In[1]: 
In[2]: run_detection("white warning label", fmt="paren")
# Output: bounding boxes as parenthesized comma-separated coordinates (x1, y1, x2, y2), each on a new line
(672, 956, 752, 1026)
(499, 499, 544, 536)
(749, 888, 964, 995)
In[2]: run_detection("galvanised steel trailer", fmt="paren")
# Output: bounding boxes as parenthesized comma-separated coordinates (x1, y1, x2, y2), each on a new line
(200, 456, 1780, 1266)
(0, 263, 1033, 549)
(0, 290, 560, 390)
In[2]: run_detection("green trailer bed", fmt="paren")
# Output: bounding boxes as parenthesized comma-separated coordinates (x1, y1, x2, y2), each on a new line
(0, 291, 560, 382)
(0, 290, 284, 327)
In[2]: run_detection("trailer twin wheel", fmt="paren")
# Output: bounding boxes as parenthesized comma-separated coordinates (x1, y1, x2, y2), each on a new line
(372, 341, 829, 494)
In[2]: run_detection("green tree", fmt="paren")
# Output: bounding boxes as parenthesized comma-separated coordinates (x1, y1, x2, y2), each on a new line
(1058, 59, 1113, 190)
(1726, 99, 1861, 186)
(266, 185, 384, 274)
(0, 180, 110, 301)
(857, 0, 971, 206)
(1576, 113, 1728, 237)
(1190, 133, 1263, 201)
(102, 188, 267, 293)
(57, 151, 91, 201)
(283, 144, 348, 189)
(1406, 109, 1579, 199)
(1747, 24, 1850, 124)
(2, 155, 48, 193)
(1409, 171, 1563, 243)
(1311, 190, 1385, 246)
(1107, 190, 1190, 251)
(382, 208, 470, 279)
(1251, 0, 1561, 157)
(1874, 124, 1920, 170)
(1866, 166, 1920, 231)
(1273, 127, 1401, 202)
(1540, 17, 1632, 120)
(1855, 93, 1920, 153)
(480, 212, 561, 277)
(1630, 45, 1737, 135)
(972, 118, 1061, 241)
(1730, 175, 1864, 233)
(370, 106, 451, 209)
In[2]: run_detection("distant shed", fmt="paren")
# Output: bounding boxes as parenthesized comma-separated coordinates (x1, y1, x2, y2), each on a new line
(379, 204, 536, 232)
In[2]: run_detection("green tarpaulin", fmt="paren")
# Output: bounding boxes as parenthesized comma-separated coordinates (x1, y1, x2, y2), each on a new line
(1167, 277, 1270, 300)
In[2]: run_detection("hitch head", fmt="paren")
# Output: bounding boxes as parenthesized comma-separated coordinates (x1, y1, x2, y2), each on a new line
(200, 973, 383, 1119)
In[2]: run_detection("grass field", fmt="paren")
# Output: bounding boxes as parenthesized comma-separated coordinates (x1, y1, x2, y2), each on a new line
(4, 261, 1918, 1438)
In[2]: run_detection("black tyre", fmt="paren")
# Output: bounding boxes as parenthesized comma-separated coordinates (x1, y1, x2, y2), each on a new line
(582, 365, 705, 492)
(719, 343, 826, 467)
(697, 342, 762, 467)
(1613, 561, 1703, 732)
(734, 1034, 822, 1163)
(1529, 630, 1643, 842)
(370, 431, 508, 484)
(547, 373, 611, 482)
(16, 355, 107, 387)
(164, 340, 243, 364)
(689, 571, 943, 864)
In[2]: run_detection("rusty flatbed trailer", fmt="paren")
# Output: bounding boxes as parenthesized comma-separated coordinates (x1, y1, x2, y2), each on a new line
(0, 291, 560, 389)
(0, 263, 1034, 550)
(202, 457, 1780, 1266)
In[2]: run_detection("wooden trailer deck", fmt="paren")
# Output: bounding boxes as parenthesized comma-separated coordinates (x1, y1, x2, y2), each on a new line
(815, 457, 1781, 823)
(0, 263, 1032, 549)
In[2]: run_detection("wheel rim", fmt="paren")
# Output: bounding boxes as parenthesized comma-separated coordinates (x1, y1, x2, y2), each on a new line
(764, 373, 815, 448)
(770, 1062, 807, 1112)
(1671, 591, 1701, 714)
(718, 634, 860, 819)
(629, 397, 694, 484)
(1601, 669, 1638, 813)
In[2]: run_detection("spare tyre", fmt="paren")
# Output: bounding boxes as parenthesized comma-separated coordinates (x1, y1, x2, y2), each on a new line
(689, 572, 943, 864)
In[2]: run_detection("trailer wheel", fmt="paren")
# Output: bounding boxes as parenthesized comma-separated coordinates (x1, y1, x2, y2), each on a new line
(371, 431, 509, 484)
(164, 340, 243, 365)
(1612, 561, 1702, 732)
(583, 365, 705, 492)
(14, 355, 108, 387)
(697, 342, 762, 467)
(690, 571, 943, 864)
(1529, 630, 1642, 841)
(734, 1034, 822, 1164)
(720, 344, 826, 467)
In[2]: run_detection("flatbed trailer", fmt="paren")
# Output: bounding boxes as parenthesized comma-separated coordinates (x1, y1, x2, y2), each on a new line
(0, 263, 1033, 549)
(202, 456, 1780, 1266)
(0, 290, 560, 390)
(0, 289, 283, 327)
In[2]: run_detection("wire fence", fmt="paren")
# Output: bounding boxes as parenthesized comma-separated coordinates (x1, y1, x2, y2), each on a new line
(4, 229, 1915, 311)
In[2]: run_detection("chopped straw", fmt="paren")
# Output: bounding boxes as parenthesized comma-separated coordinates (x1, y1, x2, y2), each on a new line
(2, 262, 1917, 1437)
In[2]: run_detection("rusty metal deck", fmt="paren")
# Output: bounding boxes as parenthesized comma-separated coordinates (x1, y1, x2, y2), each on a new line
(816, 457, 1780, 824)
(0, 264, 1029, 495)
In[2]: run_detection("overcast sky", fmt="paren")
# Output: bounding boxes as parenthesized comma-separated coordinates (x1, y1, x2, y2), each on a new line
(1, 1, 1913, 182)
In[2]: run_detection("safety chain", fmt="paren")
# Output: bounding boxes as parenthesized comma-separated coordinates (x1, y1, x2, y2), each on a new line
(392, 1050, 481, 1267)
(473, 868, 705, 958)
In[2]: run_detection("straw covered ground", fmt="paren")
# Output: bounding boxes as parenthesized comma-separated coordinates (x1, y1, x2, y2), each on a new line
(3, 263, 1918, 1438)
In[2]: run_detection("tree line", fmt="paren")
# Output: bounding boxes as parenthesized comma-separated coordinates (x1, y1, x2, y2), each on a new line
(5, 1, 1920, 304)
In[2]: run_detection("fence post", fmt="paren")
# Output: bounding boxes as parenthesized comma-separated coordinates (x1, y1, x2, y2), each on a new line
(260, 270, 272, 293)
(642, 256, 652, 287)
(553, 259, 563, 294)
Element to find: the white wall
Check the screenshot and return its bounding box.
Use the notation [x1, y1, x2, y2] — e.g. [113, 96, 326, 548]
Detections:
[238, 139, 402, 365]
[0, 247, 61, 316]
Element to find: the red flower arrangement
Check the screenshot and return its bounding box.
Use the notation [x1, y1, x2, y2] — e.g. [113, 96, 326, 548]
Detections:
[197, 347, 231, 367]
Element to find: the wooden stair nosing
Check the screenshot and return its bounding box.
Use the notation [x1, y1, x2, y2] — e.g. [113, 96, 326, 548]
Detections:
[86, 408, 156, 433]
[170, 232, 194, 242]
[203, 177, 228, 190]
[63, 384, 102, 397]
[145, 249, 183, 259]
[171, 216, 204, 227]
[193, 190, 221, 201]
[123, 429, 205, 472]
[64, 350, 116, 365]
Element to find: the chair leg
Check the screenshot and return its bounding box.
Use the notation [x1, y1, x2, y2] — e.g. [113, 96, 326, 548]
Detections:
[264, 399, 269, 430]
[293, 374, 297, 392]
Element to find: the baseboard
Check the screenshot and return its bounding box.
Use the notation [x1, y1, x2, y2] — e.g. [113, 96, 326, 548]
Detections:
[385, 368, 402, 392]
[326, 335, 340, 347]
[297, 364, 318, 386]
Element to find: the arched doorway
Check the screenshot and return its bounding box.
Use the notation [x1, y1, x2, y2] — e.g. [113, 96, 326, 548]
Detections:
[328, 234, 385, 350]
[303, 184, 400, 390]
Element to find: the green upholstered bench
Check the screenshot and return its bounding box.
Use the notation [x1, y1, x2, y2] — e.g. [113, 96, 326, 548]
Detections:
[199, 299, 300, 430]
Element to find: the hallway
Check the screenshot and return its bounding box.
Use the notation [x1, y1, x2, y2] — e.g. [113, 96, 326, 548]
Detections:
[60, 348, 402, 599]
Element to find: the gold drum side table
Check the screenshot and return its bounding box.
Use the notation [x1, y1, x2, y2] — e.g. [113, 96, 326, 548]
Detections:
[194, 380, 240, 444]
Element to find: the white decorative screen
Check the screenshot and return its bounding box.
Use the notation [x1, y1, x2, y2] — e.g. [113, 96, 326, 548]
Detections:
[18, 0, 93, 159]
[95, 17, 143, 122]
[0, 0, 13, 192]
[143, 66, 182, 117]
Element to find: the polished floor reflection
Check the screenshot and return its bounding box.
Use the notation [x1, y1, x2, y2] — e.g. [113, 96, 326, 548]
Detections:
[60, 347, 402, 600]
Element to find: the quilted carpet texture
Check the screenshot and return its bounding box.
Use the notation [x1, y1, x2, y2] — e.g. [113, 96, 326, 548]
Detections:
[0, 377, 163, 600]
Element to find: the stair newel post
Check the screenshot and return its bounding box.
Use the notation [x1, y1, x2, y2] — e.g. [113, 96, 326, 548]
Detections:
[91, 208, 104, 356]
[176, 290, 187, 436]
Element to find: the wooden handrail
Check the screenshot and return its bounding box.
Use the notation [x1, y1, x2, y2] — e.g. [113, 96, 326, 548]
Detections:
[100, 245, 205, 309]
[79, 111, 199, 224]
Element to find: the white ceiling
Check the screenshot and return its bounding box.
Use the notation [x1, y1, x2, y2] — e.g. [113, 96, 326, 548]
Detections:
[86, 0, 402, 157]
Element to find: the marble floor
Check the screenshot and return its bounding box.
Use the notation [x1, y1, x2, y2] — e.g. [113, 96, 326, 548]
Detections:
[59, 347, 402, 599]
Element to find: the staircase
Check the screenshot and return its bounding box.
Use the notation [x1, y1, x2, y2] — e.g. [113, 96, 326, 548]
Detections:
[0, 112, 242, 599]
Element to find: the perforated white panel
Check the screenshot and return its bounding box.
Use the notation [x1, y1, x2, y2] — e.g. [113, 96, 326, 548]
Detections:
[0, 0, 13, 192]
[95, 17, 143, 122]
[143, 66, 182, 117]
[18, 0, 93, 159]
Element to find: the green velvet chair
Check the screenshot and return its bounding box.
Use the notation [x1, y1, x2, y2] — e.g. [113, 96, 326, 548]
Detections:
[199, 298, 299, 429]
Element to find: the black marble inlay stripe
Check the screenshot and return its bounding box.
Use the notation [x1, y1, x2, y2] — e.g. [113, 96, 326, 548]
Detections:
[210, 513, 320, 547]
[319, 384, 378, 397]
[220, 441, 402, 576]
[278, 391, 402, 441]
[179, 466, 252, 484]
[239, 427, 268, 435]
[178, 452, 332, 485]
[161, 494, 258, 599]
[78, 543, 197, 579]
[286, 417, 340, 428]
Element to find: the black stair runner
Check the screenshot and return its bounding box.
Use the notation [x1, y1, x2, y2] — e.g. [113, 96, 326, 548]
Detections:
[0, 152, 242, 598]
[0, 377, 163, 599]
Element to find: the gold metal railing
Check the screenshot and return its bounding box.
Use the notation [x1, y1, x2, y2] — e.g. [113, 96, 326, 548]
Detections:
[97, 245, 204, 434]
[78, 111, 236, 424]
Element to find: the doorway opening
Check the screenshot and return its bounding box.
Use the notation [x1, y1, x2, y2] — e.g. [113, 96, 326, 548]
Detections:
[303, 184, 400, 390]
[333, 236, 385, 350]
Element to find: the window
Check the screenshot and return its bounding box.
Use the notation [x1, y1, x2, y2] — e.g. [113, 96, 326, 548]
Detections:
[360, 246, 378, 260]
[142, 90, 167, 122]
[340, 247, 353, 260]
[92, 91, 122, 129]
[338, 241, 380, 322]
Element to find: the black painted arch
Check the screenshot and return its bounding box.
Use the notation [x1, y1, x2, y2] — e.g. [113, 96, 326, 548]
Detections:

◆ ◆ ◆

Directions:
Show each line of the material that includes the word "tyre".

Solution below:
In[2]: run_detection("black tyre", fmt="paren")
In[2]: run_detection("spare tyre", fmt="paren")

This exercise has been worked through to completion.